**Provided passage**

════════════════════

0

I have data frame with two variables: PPCE and PDPI (examples are from Gujarati Basic Econometrics textbook). I run first regression:

lm(df$PPCE ~ df$PDPI) -> lm1

then create lagged series od PDPI with lag one:

c(NA, head(PDPI, -1)) -> lagged1

and then run second regression:

lm(df$PPCE ~ df$PDPI + lagged1) -> lm2

When I run anova(lm1, lm2) to find out should I include lagged variable of PDPI I get:

Error in anova.lmlist(object, ...) : models were not all fitted to the same size of dataset

So my questio is, how can I check with anova funcion in R if lagged variables should be included in the model?

Antti29
  • 2,953
  • 12
  • 34
  • 36
Nikola
  • 61
  • 8
  • `lm` has an argument `na.action` that defaults to `na.omit`. if you want to keep the sizes of the datasets equal, maybe you could try `na.action = NULL`. – Rui Barradas Nov 04 '17 at 21:35
  • See this post [https://stackoverflow.com/questions/18387258/r-error-which-says-models-were-not-all-fitted-to-the-same-size-of-dataset] – kamila Jan 17 '18 at 09:25

1 Answers1

0

The dyn package's anova.dyn method can handle differing size fits by intersecting them. It works with zoo and ts objects. The example below uses the builtin BOD data frame. See the dyn package documentation for more info.

════════════════════

**Dataset rows**
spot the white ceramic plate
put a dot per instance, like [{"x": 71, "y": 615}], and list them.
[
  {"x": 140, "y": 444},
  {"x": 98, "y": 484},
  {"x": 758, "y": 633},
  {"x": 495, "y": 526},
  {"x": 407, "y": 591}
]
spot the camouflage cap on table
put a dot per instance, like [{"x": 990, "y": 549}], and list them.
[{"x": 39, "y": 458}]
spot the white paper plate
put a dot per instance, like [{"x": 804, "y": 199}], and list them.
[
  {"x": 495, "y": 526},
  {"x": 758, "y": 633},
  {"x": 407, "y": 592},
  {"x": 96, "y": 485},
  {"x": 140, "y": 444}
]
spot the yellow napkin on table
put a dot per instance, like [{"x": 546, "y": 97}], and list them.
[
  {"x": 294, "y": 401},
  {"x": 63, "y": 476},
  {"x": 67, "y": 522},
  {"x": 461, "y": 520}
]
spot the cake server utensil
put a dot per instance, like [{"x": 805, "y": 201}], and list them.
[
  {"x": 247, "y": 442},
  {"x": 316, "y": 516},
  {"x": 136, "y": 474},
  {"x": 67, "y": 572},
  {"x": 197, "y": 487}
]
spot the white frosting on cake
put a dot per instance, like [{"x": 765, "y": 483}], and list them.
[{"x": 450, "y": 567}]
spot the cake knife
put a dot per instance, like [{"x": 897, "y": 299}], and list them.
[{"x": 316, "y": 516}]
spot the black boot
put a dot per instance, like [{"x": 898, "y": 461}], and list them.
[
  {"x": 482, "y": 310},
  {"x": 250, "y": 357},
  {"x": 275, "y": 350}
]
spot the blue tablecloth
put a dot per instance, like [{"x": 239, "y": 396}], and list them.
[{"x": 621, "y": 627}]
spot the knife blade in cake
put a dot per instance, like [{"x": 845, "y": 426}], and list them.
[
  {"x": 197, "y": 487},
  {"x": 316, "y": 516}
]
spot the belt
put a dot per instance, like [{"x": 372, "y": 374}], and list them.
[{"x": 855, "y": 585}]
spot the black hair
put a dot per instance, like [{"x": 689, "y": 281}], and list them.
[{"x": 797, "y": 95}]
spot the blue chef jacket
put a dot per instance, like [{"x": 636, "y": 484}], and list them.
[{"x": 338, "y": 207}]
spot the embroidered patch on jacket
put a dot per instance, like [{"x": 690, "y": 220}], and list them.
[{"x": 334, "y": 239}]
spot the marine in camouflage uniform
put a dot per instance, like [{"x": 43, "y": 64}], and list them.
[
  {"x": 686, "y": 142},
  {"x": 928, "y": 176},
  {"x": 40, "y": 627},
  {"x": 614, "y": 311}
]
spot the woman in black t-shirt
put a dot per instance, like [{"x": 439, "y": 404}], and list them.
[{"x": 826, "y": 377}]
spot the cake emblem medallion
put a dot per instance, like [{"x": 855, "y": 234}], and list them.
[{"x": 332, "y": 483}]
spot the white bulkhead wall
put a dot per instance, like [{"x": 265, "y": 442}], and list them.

════════════════════

**Exercise aim**
Reproduce the portion of the anova thread starting with "When I run anova(lm1, lm2)" and going on through "in the model?", word for word.

**Response to the task**
When I run anova(lm1, lm2) to find out should I include lagged variable of PDPI I get:

Error in anova.lmlist(object, ...) : models were not all fitted to the same size of dataset

So my questio is, how can I check with anova funcion in R if lagged variables should be included in the model?